══ TEKS SUMBER ══

Badr al-Din al-‘Aini lahir 762 H, tepatnya pada bulan Ramadlan di Durabkeiken dan tumbuh di ‘Ainatab. Ayahnya (Syihab al-Din Ahmad bin Musa) adalah seorang qadli di ‘Ainatab yang meninggal pada tahun 784  (pada saat Badr al-Din telah berumur 22 tahun).
Melalui didikan orang tuanya, Badr al-Din al-‘Aini sudah menghafal al-Qur’an dan tafaqquh (mendalami ajaran agama) sejak dini, sehingga matang dalam memahami Islam. Pengetahuan agamanya disamping ia peroleh dari ayahnya juga dari beberapa ulama yang hidup di wilayahnya pada masa itu.
Perjalanan Ilmiah Badr al-Din al-‘Aini dimulai dari ‘Ainatab, baru kemudian ia melakukan rihlah ‘ilmiyyah (menimba ilmu) ke Halb dan berguru kepada al-‘Allamah Jamal al-Din Yusuf bin Musa al-Multhi al- Hanafi. Selanjutnya menuju Quds dan berguru kepada al-‘Ala’ al-Sairami, kemudian ke Kaero pada tahun 788 H.
Di Kaero inilah, Badr al-Din al-‘Aini mewarisi keahlian ayahnya yaitu menjadi seorang Qadli, hal ini disinyalir karena Badr al-Din al-‘Aini di damping dikenal sebagai faqih juga memiliki kedekatan dengan Raja, dan dalam memegang jabatan ini Badr al-Din al-‘Aini bertahan hingga tahun 842 H.

═══

▸ **LATIHAN A**
Kutip persis sebagian teks tentang Badr al-Din al-‘Aini, mulai dari kata-kata yang memuat "Di Kaero inilah, Badr" dan berhenti setelah "tahun 842 H.".
▸ **LATIHAN B**
Jawab pertanyaan berikut berdasarkan teks tentang Badr al-Din al-‘Aini.
(i) Di mana Badr al-Din al-‘Aini lahir?
(ii) Di Quds, ia berguru kepada siapa?
(iii) Sampai tahun berapa ia memegang jabatan qadli?

══ ISI DATA ══

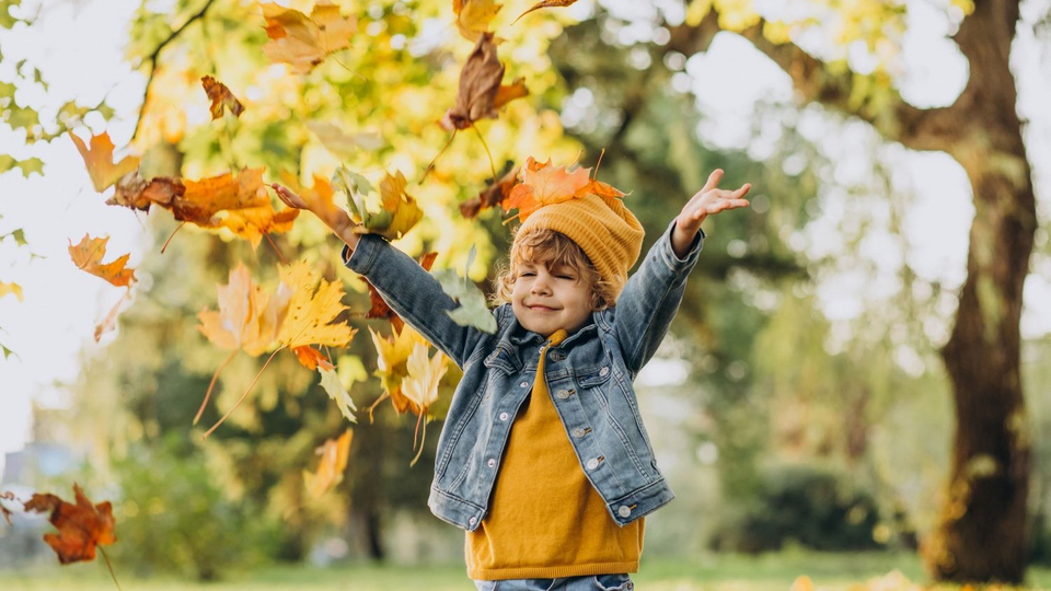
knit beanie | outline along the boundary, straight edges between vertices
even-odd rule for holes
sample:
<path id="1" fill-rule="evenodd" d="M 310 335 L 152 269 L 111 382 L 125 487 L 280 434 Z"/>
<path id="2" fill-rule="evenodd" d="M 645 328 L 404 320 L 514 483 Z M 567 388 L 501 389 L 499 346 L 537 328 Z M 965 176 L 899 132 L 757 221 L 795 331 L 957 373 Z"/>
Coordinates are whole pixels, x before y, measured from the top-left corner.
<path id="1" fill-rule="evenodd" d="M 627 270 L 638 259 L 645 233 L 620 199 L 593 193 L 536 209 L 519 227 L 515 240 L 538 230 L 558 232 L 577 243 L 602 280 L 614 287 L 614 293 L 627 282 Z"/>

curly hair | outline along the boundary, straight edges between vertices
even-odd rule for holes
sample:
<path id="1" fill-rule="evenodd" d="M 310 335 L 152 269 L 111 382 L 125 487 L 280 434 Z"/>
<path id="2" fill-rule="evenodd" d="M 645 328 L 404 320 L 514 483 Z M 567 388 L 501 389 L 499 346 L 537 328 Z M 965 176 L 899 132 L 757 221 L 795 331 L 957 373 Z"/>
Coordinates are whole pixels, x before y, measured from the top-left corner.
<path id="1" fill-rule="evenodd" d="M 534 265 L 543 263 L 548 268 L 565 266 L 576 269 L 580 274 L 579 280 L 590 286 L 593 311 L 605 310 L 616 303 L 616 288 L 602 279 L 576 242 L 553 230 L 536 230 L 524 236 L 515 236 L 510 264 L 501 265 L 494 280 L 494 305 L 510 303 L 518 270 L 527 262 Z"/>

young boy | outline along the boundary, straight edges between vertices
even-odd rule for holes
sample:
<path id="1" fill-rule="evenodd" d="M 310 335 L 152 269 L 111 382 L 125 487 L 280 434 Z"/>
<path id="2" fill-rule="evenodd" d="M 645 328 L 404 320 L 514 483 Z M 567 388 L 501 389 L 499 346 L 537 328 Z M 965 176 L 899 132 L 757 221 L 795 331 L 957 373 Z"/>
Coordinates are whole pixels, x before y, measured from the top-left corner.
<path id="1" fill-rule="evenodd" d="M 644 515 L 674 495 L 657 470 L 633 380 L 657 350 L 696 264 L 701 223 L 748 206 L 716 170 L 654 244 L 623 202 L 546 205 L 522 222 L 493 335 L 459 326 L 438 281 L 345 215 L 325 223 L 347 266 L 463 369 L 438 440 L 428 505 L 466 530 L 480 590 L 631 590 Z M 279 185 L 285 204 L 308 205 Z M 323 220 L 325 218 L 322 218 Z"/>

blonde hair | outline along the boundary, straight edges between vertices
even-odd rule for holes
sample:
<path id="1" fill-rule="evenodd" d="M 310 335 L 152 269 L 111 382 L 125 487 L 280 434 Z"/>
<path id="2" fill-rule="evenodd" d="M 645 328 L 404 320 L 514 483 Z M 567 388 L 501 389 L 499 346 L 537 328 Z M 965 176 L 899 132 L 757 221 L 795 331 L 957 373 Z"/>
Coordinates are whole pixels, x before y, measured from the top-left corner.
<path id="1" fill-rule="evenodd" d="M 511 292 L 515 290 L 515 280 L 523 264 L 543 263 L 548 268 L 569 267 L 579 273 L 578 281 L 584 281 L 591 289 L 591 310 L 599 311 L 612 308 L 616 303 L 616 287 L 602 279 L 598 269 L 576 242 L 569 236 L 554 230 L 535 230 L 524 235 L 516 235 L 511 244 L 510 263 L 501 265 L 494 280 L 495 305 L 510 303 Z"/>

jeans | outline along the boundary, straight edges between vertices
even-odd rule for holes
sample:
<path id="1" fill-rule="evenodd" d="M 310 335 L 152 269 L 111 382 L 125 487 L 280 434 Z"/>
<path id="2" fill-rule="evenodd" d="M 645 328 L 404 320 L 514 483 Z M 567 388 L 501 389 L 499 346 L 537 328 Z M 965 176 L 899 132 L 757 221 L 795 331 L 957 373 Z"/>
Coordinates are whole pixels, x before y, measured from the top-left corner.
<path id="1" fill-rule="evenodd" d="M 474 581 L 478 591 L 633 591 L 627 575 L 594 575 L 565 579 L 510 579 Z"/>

═══

▸ **HASIL AKHIR A**
Di Kaero inilah, Badr al-Din al-‘Aini mewarisi keahlian ayahnya yaitu menjadi seorang Qadli, hal ini disinyalir karena Badr al-Din al-‘Aini di damping dikenal sebagai faqih juga memiliki kedekatan dengan Raja, dan dalam memegang jabatan ini Badr al-Din al-‘Aini bertahan hingga tahun 842 H.

▸ **HASIL AKHIR B**
(i) Di Durabkeiken.
(ii) Kepada al-‘Ala’ al-Sairami.
(iii) Sampai tahun 842 H.